-- Stored records --
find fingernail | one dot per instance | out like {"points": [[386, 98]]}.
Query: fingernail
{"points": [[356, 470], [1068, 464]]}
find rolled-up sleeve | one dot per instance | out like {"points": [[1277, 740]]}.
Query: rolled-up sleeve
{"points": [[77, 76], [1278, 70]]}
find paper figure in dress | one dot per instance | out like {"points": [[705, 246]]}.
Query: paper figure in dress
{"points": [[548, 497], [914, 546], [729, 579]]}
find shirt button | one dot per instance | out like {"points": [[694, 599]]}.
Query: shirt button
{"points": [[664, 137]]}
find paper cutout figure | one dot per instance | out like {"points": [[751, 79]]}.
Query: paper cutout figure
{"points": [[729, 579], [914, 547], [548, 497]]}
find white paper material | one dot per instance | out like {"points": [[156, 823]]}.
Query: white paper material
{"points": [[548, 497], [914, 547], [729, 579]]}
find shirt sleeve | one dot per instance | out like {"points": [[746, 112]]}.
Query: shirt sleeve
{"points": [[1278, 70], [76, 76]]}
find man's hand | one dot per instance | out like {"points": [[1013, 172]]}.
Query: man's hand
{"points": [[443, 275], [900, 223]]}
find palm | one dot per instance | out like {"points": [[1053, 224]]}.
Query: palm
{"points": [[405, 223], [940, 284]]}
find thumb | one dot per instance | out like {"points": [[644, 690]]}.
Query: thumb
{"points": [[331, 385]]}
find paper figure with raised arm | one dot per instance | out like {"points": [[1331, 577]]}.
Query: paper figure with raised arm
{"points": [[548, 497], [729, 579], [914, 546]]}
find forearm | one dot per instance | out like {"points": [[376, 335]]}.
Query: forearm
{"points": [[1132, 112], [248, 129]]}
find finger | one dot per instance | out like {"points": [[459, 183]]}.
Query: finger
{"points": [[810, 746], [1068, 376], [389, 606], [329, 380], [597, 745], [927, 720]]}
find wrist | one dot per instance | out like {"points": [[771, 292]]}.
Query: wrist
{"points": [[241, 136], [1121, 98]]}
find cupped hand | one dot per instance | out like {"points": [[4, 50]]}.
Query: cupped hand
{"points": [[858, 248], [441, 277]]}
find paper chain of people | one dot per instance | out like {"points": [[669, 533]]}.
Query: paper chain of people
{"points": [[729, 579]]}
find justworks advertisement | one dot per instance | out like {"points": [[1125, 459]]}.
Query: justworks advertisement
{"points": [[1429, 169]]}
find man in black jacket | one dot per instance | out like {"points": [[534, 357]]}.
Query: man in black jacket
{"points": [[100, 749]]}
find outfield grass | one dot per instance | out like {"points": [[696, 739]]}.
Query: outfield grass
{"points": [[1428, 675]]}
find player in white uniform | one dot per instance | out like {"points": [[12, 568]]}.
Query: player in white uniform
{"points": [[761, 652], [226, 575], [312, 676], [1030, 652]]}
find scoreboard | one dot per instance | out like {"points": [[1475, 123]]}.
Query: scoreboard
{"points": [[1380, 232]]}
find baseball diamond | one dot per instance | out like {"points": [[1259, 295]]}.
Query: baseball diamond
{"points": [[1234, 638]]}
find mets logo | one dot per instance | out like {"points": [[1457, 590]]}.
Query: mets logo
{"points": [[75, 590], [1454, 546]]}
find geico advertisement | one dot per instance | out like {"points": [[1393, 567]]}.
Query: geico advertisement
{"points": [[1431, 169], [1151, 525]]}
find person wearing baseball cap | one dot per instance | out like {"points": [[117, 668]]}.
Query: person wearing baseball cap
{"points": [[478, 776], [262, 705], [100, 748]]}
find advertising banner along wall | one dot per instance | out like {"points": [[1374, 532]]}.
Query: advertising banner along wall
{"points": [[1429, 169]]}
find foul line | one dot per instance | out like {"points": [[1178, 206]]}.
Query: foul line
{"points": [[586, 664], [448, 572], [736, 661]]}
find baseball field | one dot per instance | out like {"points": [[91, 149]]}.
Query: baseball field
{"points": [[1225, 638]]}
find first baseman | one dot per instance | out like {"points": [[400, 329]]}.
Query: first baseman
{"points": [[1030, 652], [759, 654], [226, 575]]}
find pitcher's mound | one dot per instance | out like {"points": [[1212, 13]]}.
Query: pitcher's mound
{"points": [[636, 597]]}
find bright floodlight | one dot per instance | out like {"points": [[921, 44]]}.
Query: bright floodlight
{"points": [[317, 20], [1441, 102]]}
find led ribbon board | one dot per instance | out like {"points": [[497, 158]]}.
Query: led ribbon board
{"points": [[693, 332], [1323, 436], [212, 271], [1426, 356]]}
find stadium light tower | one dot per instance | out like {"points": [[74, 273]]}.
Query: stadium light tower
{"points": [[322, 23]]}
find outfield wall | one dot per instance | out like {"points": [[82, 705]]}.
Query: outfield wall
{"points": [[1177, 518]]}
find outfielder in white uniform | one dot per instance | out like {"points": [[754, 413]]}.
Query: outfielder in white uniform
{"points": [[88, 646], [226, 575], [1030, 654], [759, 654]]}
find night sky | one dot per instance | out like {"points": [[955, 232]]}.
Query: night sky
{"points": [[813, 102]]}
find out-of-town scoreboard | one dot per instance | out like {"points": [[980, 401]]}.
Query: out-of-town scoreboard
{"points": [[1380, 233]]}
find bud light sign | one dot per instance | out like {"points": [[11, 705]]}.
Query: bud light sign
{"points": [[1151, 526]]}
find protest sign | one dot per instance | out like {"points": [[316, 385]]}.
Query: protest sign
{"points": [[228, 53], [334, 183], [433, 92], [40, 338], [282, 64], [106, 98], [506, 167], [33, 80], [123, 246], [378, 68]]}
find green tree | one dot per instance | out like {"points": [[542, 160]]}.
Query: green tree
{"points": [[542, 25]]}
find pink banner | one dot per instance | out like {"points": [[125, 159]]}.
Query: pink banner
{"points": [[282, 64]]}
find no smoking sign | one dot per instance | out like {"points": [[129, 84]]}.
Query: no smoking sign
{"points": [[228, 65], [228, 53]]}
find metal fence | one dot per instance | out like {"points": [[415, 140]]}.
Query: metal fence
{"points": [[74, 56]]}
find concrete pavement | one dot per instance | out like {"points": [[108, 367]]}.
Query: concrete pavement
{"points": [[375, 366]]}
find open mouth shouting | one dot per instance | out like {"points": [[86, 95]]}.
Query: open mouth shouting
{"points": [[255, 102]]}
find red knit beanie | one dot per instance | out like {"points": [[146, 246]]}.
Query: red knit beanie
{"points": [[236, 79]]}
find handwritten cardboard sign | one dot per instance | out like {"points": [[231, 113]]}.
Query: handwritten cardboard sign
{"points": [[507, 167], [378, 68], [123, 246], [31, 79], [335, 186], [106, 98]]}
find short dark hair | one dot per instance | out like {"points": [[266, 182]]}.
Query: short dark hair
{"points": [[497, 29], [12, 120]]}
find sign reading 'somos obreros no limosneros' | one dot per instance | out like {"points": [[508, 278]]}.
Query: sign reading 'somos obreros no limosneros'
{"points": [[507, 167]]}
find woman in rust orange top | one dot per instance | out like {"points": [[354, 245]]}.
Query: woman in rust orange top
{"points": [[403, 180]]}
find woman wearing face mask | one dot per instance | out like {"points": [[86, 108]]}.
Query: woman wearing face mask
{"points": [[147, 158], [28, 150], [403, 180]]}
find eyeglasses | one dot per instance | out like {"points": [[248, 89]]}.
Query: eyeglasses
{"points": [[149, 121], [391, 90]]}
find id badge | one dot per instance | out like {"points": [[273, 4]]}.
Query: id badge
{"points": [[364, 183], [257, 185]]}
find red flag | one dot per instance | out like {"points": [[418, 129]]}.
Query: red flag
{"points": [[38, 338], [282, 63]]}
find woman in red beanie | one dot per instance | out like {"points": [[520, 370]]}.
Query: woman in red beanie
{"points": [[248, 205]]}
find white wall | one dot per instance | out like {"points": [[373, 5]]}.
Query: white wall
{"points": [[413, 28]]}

-- What the task requires --
Please reproduce the entries starting at the line that contains "find sign reading" and ending with the final entry, substituting "pale wall" for "white wall" and leaving everything else unchanged.

-- The response --
find sign reading 'somos obreros no limosneros' | one dot per instance | out like {"points": [[508, 278]]}.
Query: sign reading 'somos obreros no limosneros'
{"points": [[507, 167]]}
find woman in rust orange top | one dot per instance | out like {"points": [[354, 245]]}.
Query: woman in rust orange top
{"points": [[403, 180]]}
find woman wearing face mask | one dot per instance | out like {"points": [[86, 108]]}.
Query: woman wearing face mask
{"points": [[147, 158], [28, 150], [403, 180]]}
find eyeglasses | one dot per instance | out like {"points": [[248, 89]]}.
Query: eyeglasses
{"points": [[149, 121], [391, 90]]}
find id badge | one dot per instance | out like {"points": [[273, 4]]}.
Query: id badge
{"points": [[364, 183], [257, 185]]}
find red flag | one dot per instance | out like {"points": [[418, 129]]}.
Query: red flag
{"points": [[38, 338], [282, 63]]}
find woman in red beanie | one dot per instance | out like {"points": [[520, 370]]}.
Query: woman in red beanie
{"points": [[248, 205]]}
find pale wall | one dot per instance | out like {"points": [[373, 5]]}.
Query: pale wall
{"points": [[413, 28]]}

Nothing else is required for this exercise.